(Stored data entries)
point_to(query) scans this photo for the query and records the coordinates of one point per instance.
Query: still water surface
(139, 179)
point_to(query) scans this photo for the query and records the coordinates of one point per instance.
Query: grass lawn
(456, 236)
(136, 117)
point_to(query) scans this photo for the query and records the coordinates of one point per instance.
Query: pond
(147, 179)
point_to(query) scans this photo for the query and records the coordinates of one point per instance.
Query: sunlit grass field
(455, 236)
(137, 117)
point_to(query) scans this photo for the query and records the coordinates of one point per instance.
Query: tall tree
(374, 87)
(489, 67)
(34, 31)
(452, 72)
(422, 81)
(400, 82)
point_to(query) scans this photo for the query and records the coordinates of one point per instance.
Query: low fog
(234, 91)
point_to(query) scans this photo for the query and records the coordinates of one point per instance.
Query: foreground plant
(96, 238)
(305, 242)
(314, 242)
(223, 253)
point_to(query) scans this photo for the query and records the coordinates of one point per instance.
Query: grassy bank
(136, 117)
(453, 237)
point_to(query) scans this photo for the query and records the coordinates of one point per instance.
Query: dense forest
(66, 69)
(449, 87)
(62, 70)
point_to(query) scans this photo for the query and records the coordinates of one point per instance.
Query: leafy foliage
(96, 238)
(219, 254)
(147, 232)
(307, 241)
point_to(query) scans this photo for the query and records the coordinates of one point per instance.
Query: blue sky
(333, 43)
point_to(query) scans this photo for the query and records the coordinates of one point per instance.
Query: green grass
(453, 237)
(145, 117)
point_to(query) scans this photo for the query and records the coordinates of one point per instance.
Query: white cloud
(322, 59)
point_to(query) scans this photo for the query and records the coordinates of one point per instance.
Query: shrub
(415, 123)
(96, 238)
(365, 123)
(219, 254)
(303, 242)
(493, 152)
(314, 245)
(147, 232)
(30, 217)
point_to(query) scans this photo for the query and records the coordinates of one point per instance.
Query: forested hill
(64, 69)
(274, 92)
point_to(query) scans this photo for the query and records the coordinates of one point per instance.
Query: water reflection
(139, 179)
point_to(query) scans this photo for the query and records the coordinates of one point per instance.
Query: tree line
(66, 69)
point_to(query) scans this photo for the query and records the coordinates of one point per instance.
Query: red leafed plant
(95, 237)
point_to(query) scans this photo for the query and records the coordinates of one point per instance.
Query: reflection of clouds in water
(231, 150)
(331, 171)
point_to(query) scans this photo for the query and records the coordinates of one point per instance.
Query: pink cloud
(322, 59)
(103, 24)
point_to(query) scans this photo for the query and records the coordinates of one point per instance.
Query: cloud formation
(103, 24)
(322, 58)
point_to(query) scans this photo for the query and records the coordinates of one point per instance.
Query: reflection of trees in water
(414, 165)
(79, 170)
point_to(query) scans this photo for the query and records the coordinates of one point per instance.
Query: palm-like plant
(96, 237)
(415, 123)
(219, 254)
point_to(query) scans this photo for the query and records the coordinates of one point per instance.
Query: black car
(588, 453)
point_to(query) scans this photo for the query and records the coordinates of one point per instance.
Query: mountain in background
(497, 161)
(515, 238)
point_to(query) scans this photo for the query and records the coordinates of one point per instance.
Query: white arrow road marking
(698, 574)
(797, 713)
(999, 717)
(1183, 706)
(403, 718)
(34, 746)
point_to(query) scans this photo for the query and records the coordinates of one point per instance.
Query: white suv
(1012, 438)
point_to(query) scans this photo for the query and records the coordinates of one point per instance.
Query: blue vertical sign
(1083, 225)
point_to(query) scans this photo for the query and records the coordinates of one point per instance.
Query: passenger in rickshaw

### What you are asked to do
Make an exact copy of the data above.

### Exercise solution
point_to(query) scans this photo for the query and records the coordinates of one point per instance.
Query: still water surface
(139, 179)
point_to(query) scans this photo for the query and records the coordinates of one point per instance.
Query: grass lawn
(456, 236)
(136, 117)
point_to(query) scans this photo for the query and records the coordinates of one point per instance.
Query: pond
(147, 179)
point_to(query) scans this photo for the query and records the coordinates of one point per instance.
Query: sunlit grass field
(455, 236)
(137, 117)
point_to(query) scans this photo for the query and records the coordinates of one point per instance.
Query: tall tree
(374, 87)
(489, 67)
(34, 31)
(452, 72)
(422, 81)
(400, 82)
point_to(query) scans this photo for the query and records the coordinates of one point per instance.
Query: low fog
(234, 91)
point_to(query) scans this photo for the query and records the coordinates of one point per instance.
Query: foreground plant
(96, 238)
(305, 242)
(314, 242)
(223, 253)
point_to(query) scans this photo for the query and records the coordinates of one point per instance.
Query: grassy bank
(136, 117)
(453, 237)
point_to(query) scans this photo for the query and records the coordinates of one point per instance.
Query: dense forest
(66, 69)
(449, 87)
(62, 70)
point_to(query) scans this photo for the query and records the coordinates of one point per instance.
Query: leafy foliage
(96, 238)
(219, 254)
(147, 232)
(307, 241)
point_to(query) scans this photo for the query and records the coordinates of one point per instance.
Query: blue sky
(333, 43)
point_to(query) scans this photo for the query and records the coordinates of one point per instance.
Query: green grass
(453, 237)
(145, 117)
point_to(query) scans this photo for the query and records the coordinates of one point per instance.
Query: white cloud
(322, 59)
point_to(query) scans this photo for the query and records the coordinates of one point per instance.
Query: shrub
(415, 123)
(96, 238)
(365, 123)
(219, 254)
(303, 242)
(493, 152)
(314, 245)
(147, 232)
(30, 217)
point_to(query) scans this photo for the query and records the coordinates of one point per instance.
Query: forested hill
(64, 69)
(274, 92)
point_to(query) scans this photo for the query and records the coordinates of one point per instance.
Query: water reflection
(139, 179)
point_to(query) scans this photo for the query and records the coordinates of one point per instance.
Query: tree line
(66, 69)
point_to(query) scans this photo for the query and records the coordinates of one point per instance.
Query: red leafed plant
(95, 237)
point_to(query) scans this photo for the query and records the coordinates of one point per instance.
Query: reflection of clouds in water
(231, 150)
(331, 171)
point_to(query) scans this photo for the query and records the coordinates of one point per instance.
Query: pink cloud
(322, 59)
(103, 24)
point_to(query) scans this photo for the query and records the coordinates of one point per instance.
Query: cloud formation
(103, 24)
(322, 58)
point_to(query) scans this photo for the query and records the coordinates of one point per instance.
Query: reflection of trees in water
(414, 165)
(79, 170)
point_to(query) scans this photo for the query and records the coordinates of one point per instance.
Query: palm-like plant
(96, 237)
(415, 123)
(219, 254)
point_to(query) scans this photo for the query and records the coordinates of one point per instance.
Query: black car
(588, 453)
point_to(query) scans this photo for the query and records the coordinates of one point per instance.
Query: mountain in background
(497, 161)
(515, 238)
point_to(query) scans this photo for the query and records the coordinates of one point per instance.
Query: white arrow road marking
(698, 574)
(797, 713)
(999, 717)
(1183, 706)
(403, 718)
(34, 746)
point_to(query) scans this photo for the query and records the coordinates of one point per instance.
Query: white suv
(1012, 438)
point_to(query) scans this photo for the query and records the coordinates of one point per instance.
Query: blue vertical sign
(1083, 225)
point_to(query) scans this photo for the query and records the coordinates of one point per instance.
Query: passenger in rickshaw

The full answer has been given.